REQUIREMENTS =
Please answer these questions using the passage on Christof Koch below.
1. On whose theory does Koch base his thinking about consciousness, and what is it called?
2. In the quoted joint article, what does idealism do away with?
3. What is the title of Koch's latest book named in the passage?

PASSAGE =

*****

Christof Koch
(1956-)
Christof Koch famously argues that consciousness is a fundamental property of any sufficiently complex thing. This is a variation on
panpsychism, that all material objects have a mental component, that mind is universal, that the universe itself is conscious. In a joint article with
Giulio Tononi, Koch cited the limitations of panpsychism.
Unlike idealism, which does
away with the physical world, or dualism, which accepts
both in an uneasy marriage, panpsychism is elegantly unitary: there is only one substance, all the way up from the
smallest entities to human consciousness and maybe to the
World Soul (anima mundi). But panpsychism’s beauty has
been singularly barren. Besides claiming that matter and
mind are one thing, it has little constructive to say and
offers no positive laws explaining how the mind is organized
and works
Koch bases his thinking about consciousness on
Giulio Tononi's "integrated information theory" (IIT).
In his latest book,
The Feeling of Life Itself (p.76), Koch claims that "given some substrate in some state, IIT computes the associated integrated information to determine whether that system feels like something, for only a system with a non-zero maximum of integrated information is conscious."
But he also offers this telling disclaimer.

*****

DATASET SECTION =
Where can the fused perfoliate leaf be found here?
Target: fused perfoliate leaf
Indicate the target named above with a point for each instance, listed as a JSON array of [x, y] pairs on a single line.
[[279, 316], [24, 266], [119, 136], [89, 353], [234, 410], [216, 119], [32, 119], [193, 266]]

*****

THE REPLY =
1. Giulio Tononi's "integrated information theory" (IIT).
2. The physical world.
3. The Feeling of Life Itself.